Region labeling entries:
* start *

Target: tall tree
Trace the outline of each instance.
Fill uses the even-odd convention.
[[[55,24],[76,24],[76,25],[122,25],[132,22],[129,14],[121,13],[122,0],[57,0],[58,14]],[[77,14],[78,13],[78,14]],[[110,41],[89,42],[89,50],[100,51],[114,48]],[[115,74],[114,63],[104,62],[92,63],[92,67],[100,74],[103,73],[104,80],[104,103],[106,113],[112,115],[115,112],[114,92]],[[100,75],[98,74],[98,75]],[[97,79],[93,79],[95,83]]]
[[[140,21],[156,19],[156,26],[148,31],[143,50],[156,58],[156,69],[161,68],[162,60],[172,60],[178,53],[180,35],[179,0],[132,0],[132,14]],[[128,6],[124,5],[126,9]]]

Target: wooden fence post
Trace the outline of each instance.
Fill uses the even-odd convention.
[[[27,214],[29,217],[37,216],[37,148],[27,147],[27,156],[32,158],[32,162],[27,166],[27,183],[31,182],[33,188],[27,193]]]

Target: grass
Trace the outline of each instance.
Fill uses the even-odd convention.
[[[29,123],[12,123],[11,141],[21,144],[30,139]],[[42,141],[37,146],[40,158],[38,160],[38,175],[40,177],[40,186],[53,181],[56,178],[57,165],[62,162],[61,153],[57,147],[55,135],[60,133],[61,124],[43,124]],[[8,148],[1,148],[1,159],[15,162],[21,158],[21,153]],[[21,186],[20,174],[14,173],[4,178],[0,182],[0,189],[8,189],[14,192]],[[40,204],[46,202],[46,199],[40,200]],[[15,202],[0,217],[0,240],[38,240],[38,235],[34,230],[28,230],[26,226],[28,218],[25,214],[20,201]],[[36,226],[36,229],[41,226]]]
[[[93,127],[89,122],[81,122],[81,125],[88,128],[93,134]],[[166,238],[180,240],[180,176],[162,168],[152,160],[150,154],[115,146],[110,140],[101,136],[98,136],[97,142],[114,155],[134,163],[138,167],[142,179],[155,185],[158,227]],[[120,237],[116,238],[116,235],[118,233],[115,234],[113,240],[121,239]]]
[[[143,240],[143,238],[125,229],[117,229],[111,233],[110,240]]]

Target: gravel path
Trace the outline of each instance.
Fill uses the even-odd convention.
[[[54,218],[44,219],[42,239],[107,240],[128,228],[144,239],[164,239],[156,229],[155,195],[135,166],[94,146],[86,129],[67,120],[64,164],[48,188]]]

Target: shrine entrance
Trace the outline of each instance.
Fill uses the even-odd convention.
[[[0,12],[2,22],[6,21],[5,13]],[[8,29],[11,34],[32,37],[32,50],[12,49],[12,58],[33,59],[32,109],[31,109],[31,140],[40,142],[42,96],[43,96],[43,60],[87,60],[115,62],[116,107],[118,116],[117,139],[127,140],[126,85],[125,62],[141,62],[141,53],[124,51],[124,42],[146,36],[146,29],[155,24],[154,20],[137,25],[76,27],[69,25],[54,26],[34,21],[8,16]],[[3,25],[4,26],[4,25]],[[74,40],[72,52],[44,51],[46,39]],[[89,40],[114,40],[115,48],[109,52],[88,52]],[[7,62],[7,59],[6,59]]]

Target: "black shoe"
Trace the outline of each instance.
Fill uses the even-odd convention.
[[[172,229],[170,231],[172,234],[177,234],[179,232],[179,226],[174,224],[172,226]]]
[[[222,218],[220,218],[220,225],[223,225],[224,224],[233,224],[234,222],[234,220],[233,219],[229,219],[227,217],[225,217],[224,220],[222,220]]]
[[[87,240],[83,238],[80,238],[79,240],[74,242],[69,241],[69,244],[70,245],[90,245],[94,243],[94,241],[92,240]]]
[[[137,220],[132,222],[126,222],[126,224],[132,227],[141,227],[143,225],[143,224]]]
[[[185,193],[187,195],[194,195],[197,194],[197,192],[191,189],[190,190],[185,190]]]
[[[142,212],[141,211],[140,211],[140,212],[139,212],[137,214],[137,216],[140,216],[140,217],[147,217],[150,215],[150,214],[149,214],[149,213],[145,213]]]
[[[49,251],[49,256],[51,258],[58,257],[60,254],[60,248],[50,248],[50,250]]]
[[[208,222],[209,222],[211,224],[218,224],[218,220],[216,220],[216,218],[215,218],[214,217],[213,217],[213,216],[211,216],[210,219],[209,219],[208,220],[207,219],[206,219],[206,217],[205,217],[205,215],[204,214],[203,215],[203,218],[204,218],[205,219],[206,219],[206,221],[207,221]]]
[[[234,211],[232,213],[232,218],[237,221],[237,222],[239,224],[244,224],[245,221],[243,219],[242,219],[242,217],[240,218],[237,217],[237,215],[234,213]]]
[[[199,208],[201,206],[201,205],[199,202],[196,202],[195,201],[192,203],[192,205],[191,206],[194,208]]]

* end *

Reproduce every line of the entries above character for character, changing nothing.

Output of the exercise:
Target: tall tree
Trace the outline of each instance.
Fill uses the even-odd convention.
[[[55,24],[76,24],[76,25],[122,25],[132,22],[129,14],[121,13],[122,0],[57,0],[58,14]],[[77,14],[78,13],[78,14]],[[110,41],[89,42],[89,50],[100,51],[114,48]],[[115,74],[114,63],[104,62],[92,63],[92,67],[100,74],[103,73],[104,80],[104,103],[106,113],[112,115],[115,112],[114,92]],[[100,75],[98,74],[98,75]],[[97,79],[93,79],[95,83]]]
[[[140,21],[156,19],[156,26],[148,31],[143,50],[156,58],[156,69],[161,68],[162,60],[172,60],[178,53],[180,35],[179,0],[132,0],[132,14]],[[128,6],[124,5],[126,9]]]

Target: wooden fence post
Trace the outline of each instance.
Fill uses the even-odd convention.
[[[27,214],[29,217],[37,216],[37,148],[27,147],[27,156],[32,158],[32,162],[27,166],[27,183],[31,182],[33,188],[27,193]]]

Target: grass
Trace the outline of each instance.
Fill uses the even-odd convention.
[[[29,123],[12,123],[11,141],[21,144],[30,139]],[[42,141],[37,146],[40,158],[38,160],[38,175],[40,177],[40,186],[53,181],[56,178],[57,165],[62,162],[61,153],[57,147],[55,135],[60,133],[61,124],[43,124]],[[8,148],[1,148],[1,159],[15,162],[21,158],[21,153]],[[21,186],[20,174],[14,173],[4,178],[0,182],[0,189],[8,189],[14,192]],[[40,204],[46,202],[46,199],[40,200]],[[15,202],[0,217],[0,240],[38,240],[38,235],[34,230],[28,230],[26,226],[28,218],[25,214],[20,201]],[[36,226],[36,229],[41,226]]]
[[[93,127],[89,122],[81,122],[81,125],[88,128],[93,134]],[[166,238],[180,240],[180,176],[162,168],[152,160],[150,154],[115,146],[110,140],[101,136],[98,136],[97,142],[114,155],[134,163],[138,167],[142,179],[155,185],[158,227]],[[120,237],[116,238],[116,235],[118,233],[115,234],[113,240],[121,239]]]
[[[143,240],[143,238],[125,229],[117,229],[111,233],[110,240]]]

Target: gravel path
Trace the outline of each instance.
Fill uses the even-odd convention.
[[[54,218],[44,219],[42,239],[107,240],[128,228],[144,239],[164,239],[156,229],[155,195],[135,166],[94,146],[86,129],[67,120],[64,164],[48,188]]]

Target: shrine entrance
Trace the outline of each instance.
Fill uses the even-odd convention.
[[[0,12],[2,22],[6,21],[5,13]],[[8,29],[11,34],[32,37],[32,50],[12,49],[12,58],[33,59],[32,109],[31,109],[31,140],[40,142],[42,96],[43,96],[43,60],[87,60],[115,62],[116,107],[118,116],[117,139],[127,140],[126,85],[125,62],[141,62],[141,53],[124,51],[124,42],[146,36],[146,29],[155,24],[154,20],[137,25],[76,27],[69,25],[54,26],[34,21],[8,16]],[[3,25],[4,26],[4,25]],[[74,40],[72,52],[44,51],[46,39]],[[89,40],[114,40],[115,48],[109,52],[88,52]],[[7,62],[7,59],[6,59]]]

Target: "black shoe"
Trace the outline of each instance.
Fill uses the even-odd convention.
[[[172,229],[170,231],[172,234],[177,234],[179,232],[179,226],[174,224],[172,226]]]
[[[222,218],[220,218],[220,225],[223,225],[224,224],[233,224],[234,222],[234,220],[233,219],[229,219],[227,217],[225,217],[224,220],[222,220]]]
[[[87,240],[83,238],[80,238],[79,240],[74,242],[69,241],[69,244],[70,245],[90,245],[94,243],[94,241],[92,240]]]
[[[137,220],[132,222],[126,222],[126,224],[132,227],[141,227],[143,225],[143,224]]]
[[[185,193],[187,195],[194,195],[197,194],[197,192],[191,189],[190,190],[185,190]]]
[[[142,212],[141,211],[140,211],[140,212],[139,212],[137,214],[137,216],[140,216],[140,217],[147,217],[150,215],[150,214],[149,214],[149,213],[145,213]]]
[[[49,251],[49,256],[51,258],[58,257],[60,254],[60,248],[50,248],[50,250]]]
[[[208,222],[209,222],[211,224],[218,224],[218,220],[216,220],[216,218],[215,218],[214,217],[213,217],[213,216],[211,216],[210,219],[209,219],[208,220],[207,219],[206,219],[206,217],[205,217],[205,215],[204,214],[203,215],[203,218],[204,218],[205,219],[206,219],[206,221],[207,221]]]
[[[234,211],[232,213],[232,218],[237,221],[237,222],[239,224],[244,224],[245,221],[243,219],[242,219],[242,217],[240,218],[237,217],[237,215],[234,213]]]
[[[199,208],[201,206],[201,205],[199,202],[196,202],[195,201],[192,203],[192,205],[191,206],[194,208]]]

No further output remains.